:: Set task ::
Identify each line below that contains the word "canopy" and copy every such line in full.
** start of Recorded data **
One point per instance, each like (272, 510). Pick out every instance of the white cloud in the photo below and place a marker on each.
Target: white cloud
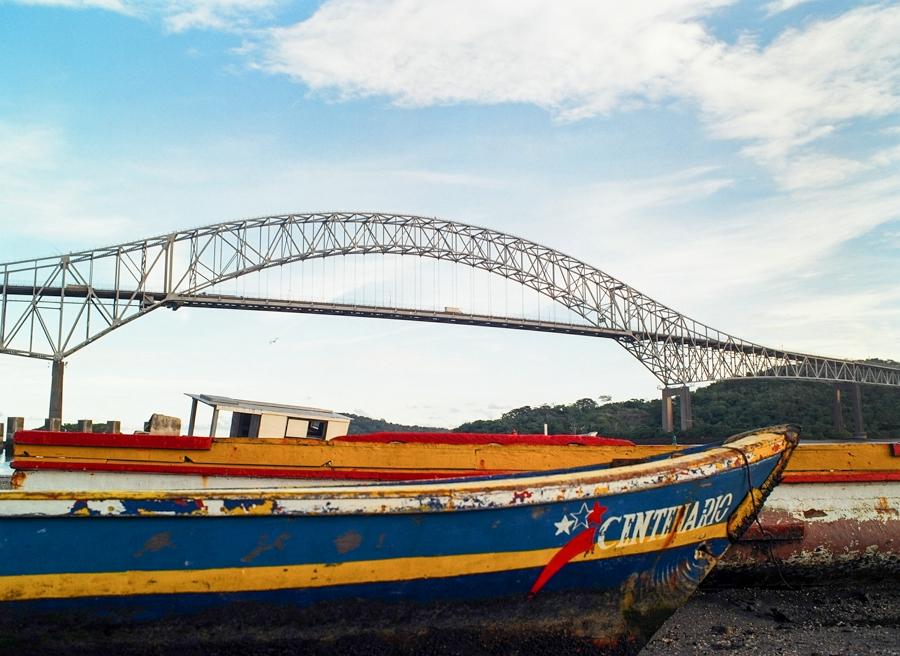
(803, 87)
(579, 60)
(181, 15)
(110, 5)
(575, 58)
(779, 6)
(41, 196)
(673, 251)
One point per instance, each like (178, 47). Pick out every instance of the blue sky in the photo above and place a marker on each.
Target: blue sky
(739, 161)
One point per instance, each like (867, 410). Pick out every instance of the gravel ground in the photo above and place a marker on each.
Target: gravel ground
(839, 620)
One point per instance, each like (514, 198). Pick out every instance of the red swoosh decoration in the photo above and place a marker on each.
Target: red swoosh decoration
(581, 543)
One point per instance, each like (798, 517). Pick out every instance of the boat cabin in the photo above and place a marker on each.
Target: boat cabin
(259, 419)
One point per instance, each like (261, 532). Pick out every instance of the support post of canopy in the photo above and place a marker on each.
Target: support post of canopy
(56, 389)
(215, 420)
(837, 411)
(686, 414)
(13, 426)
(668, 420)
(859, 430)
(193, 420)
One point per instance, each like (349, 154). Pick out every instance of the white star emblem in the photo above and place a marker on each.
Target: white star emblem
(564, 525)
(581, 516)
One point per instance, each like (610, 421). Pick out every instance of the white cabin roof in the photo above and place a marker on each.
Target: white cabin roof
(229, 404)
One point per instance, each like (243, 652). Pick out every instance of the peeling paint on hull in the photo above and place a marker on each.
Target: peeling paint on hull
(595, 559)
(816, 530)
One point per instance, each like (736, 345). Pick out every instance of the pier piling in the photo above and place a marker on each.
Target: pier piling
(13, 425)
(56, 387)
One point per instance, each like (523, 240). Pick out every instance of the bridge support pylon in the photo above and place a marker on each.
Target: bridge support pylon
(56, 389)
(684, 408)
(853, 391)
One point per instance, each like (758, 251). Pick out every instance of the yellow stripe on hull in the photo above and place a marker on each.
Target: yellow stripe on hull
(247, 579)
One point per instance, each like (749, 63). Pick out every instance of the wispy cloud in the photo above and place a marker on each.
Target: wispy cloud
(583, 59)
(120, 6)
(780, 6)
(181, 15)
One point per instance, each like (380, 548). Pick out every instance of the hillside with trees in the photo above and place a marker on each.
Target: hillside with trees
(720, 410)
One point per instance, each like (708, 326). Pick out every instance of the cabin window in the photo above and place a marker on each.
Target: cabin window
(240, 424)
(295, 427)
(316, 429)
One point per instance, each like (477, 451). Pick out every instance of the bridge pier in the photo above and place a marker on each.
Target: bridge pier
(684, 408)
(56, 388)
(854, 392)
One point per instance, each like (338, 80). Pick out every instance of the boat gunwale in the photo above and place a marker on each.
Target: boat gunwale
(466, 494)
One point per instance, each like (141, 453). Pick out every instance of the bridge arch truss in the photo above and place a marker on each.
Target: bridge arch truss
(54, 306)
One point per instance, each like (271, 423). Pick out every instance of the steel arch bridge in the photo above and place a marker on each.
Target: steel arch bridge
(54, 306)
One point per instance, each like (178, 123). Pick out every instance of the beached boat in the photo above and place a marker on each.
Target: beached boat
(586, 560)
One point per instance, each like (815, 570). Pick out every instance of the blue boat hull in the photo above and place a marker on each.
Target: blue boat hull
(589, 573)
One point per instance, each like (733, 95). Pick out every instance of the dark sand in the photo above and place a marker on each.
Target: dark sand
(843, 619)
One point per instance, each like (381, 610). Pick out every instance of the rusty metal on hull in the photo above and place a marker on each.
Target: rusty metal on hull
(809, 531)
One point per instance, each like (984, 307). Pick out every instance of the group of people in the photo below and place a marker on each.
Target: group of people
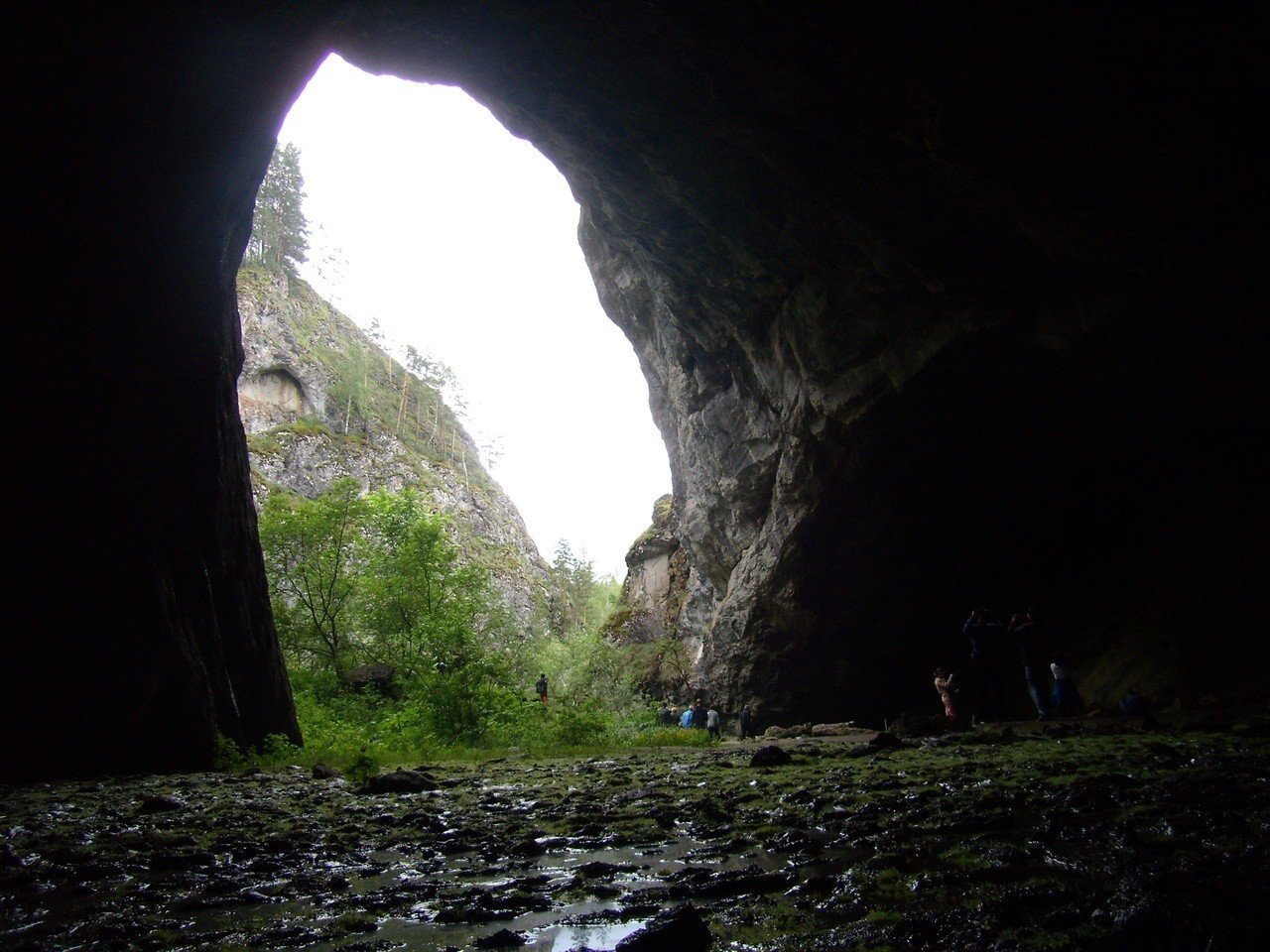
(699, 716)
(1046, 671)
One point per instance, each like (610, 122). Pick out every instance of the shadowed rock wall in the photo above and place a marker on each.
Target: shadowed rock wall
(939, 303)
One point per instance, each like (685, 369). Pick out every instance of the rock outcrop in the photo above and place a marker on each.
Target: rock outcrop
(939, 304)
(321, 402)
(657, 580)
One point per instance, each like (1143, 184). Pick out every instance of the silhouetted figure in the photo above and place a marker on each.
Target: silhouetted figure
(1034, 653)
(984, 692)
(698, 714)
(1066, 701)
(945, 683)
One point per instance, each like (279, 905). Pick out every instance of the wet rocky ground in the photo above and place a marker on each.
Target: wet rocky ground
(1076, 838)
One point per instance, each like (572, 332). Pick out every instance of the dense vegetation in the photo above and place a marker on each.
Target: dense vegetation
(280, 231)
(400, 651)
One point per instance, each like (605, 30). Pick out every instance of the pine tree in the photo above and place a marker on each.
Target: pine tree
(280, 231)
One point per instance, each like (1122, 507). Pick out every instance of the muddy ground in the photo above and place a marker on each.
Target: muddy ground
(1098, 839)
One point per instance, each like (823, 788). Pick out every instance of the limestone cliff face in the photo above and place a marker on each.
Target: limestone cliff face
(320, 402)
(657, 580)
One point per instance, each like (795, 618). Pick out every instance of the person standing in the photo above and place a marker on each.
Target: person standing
(945, 683)
(1034, 653)
(698, 714)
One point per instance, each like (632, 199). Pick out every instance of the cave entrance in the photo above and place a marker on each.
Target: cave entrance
(431, 222)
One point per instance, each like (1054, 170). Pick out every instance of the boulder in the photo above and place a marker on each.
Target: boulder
(770, 756)
(402, 782)
(680, 929)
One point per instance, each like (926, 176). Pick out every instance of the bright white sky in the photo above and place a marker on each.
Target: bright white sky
(461, 240)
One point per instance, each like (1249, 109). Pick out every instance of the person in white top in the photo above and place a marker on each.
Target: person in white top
(712, 724)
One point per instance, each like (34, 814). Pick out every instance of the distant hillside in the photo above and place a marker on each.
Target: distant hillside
(320, 402)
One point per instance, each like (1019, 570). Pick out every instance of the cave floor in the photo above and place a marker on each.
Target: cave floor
(1098, 839)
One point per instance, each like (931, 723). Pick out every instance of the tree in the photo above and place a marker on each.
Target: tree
(572, 589)
(280, 231)
(425, 608)
(310, 548)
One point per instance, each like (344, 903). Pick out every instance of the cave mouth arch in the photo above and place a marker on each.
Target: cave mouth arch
(816, 206)
(434, 227)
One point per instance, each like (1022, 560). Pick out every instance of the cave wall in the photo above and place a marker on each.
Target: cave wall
(939, 303)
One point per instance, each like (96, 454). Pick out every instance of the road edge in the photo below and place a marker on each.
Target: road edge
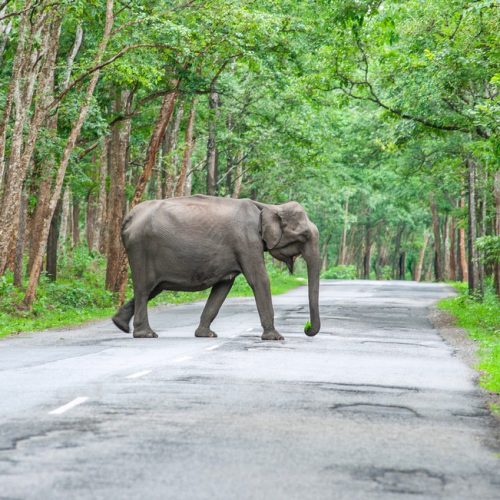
(466, 349)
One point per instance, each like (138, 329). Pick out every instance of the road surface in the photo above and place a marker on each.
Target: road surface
(375, 406)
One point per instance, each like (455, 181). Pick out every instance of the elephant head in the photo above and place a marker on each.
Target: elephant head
(287, 233)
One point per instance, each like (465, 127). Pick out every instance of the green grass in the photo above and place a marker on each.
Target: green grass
(78, 295)
(482, 322)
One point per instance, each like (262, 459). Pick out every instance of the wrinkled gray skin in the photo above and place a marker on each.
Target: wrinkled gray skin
(199, 242)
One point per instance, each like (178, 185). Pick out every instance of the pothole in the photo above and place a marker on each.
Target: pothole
(410, 481)
(376, 409)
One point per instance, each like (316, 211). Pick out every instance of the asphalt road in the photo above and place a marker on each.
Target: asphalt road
(375, 406)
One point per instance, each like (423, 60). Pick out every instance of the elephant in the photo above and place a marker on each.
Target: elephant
(193, 243)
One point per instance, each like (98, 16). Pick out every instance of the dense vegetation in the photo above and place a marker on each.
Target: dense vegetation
(481, 321)
(380, 117)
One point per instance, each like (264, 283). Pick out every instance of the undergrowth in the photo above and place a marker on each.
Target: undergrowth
(482, 322)
(78, 294)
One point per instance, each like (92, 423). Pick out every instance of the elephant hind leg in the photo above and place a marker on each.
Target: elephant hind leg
(123, 316)
(217, 296)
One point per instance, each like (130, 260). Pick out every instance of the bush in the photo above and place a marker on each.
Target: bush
(340, 273)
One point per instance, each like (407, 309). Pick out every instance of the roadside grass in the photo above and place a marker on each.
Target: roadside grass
(79, 296)
(482, 322)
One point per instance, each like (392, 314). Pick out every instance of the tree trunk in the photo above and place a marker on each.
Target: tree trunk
(18, 264)
(75, 230)
(397, 253)
(42, 62)
(169, 151)
(438, 268)
(68, 149)
(402, 266)
(118, 146)
(238, 181)
(343, 240)
(473, 268)
(421, 257)
(166, 111)
(213, 104)
(496, 191)
(462, 257)
(367, 253)
(66, 222)
(188, 150)
(90, 220)
(42, 197)
(452, 261)
(55, 224)
(100, 232)
(446, 255)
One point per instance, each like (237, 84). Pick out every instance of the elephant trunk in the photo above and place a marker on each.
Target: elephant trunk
(313, 261)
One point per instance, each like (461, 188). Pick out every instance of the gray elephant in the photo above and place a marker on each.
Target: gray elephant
(198, 242)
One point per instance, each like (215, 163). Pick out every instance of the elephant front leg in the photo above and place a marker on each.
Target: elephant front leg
(214, 302)
(259, 282)
(141, 322)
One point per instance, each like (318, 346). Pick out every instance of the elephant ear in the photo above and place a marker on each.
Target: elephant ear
(270, 227)
(295, 224)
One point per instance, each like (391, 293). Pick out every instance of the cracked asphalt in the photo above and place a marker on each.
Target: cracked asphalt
(377, 406)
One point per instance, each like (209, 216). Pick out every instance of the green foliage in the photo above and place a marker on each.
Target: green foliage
(482, 322)
(79, 295)
(489, 246)
(340, 273)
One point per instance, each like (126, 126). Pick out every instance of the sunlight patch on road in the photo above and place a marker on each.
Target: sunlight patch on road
(68, 406)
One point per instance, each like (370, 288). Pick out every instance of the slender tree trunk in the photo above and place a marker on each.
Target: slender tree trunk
(90, 220)
(402, 266)
(473, 268)
(421, 257)
(446, 255)
(188, 150)
(213, 104)
(166, 111)
(462, 257)
(118, 146)
(343, 240)
(75, 230)
(14, 91)
(397, 253)
(238, 181)
(42, 197)
(452, 261)
(101, 199)
(438, 268)
(53, 238)
(481, 228)
(496, 191)
(169, 150)
(18, 265)
(66, 215)
(42, 61)
(68, 149)
(367, 252)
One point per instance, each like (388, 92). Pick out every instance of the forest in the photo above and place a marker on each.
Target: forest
(379, 117)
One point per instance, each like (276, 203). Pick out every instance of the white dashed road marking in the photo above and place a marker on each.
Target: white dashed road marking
(212, 348)
(68, 406)
(184, 358)
(138, 374)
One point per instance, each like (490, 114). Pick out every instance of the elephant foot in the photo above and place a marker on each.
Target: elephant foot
(272, 335)
(122, 324)
(145, 334)
(204, 332)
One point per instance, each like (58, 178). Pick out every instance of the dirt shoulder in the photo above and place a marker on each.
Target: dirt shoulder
(465, 348)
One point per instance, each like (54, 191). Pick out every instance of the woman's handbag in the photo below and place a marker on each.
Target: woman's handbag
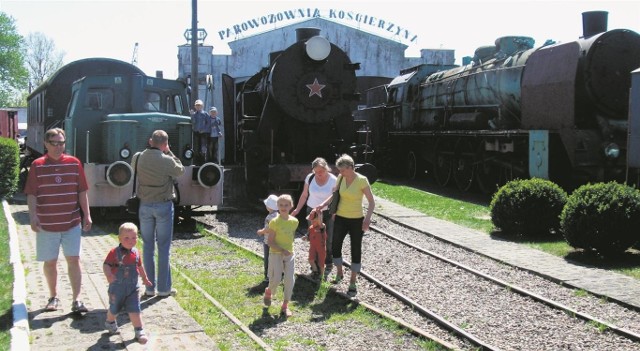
(133, 203)
(335, 199)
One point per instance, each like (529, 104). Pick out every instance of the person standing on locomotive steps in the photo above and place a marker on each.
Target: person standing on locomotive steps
(216, 132)
(201, 125)
(349, 219)
(318, 187)
(56, 190)
(157, 168)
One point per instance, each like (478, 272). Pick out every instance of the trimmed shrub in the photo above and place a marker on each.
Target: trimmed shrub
(528, 207)
(604, 217)
(10, 166)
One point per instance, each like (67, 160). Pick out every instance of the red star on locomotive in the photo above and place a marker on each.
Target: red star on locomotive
(315, 88)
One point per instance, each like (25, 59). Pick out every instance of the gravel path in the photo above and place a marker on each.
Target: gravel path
(503, 319)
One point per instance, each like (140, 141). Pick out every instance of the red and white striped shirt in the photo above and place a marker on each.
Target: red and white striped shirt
(56, 185)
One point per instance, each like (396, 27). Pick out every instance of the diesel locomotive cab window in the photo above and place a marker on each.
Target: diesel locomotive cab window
(152, 101)
(99, 99)
(177, 104)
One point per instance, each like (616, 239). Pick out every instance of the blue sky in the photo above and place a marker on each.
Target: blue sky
(92, 28)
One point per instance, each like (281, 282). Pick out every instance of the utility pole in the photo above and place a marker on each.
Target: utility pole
(134, 58)
(194, 51)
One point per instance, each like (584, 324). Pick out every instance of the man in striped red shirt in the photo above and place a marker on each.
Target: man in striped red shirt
(56, 191)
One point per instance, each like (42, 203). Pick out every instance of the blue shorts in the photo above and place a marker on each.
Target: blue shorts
(48, 243)
(124, 295)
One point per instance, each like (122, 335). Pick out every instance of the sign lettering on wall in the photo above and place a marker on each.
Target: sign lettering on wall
(348, 17)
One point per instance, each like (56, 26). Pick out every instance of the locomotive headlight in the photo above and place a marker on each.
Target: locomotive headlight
(209, 174)
(318, 48)
(188, 154)
(612, 151)
(119, 174)
(125, 152)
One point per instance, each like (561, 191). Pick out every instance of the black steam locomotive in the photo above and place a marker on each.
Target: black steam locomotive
(558, 112)
(296, 109)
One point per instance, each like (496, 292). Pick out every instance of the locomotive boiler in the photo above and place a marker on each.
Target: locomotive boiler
(296, 109)
(109, 109)
(558, 112)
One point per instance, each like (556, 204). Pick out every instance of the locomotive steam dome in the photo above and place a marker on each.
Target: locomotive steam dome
(610, 57)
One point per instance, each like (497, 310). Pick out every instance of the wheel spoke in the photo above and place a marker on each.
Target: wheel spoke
(443, 162)
(464, 165)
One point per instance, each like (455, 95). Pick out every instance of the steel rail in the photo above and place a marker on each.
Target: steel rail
(618, 330)
(411, 328)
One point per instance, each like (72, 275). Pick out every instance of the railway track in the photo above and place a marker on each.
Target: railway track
(540, 314)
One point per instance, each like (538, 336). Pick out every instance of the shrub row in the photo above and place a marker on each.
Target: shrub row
(602, 217)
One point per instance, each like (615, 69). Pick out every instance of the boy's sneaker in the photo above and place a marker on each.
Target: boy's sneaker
(78, 307)
(52, 304)
(173, 292)
(111, 327)
(267, 297)
(141, 336)
(353, 290)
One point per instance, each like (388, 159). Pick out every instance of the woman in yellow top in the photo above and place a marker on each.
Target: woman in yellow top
(349, 219)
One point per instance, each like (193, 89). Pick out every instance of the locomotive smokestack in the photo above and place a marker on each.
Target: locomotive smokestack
(303, 34)
(594, 22)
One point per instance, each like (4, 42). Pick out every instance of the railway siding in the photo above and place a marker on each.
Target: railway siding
(616, 287)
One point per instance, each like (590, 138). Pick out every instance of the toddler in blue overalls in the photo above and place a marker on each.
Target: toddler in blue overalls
(122, 267)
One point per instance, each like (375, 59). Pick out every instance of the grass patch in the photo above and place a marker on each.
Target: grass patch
(459, 212)
(478, 217)
(6, 287)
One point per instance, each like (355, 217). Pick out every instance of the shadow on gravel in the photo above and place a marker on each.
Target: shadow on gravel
(519, 239)
(628, 259)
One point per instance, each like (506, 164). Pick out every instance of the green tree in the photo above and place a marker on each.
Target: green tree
(43, 59)
(13, 74)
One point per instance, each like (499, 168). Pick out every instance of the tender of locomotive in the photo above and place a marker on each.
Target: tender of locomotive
(558, 112)
(108, 109)
(296, 109)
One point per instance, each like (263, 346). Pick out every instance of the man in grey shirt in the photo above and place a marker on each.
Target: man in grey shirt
(157, 169)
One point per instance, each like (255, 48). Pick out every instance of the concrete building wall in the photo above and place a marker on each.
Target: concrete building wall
(378, 56)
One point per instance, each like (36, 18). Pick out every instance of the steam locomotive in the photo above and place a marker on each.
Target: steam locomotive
(109, 109)
(296, 109)
(557, 112)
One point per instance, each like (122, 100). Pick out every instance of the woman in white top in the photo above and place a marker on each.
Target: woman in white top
(318, 186)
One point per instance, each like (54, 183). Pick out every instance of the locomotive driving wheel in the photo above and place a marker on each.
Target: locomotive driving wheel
(464, 164)
(443, 161)
(414, 165)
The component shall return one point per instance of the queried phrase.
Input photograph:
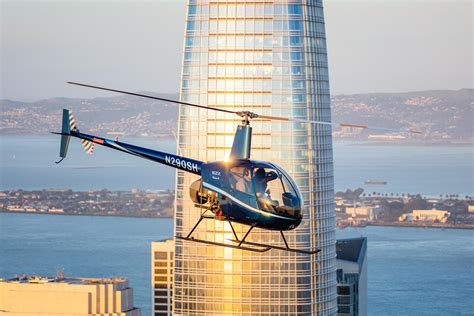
** end of Recorded data **
:: The reply ::
One point per instance, each like (261, 532). Pick out every instance of the support post of canopy in the photo above and place a marker on each.
Target: support post of canopy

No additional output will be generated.